_YOUR OBJECTIVE:_
Work through the data line by line, gathering every line that has the word "like".

[DATASET ENTRIES]

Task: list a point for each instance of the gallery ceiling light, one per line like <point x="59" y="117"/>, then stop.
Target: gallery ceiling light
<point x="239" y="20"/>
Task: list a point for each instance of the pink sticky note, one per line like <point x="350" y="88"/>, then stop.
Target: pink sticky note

[/DATASET ENTRIES]

_ANSWER:_
Task: list a point for each instance of the gallery ceiling light, one per line like <point x="59" y="117"/>, then stop.
Task: list a point for each instance of the pink sticky note, one per line like <point x="350" y="88"/>, then stop.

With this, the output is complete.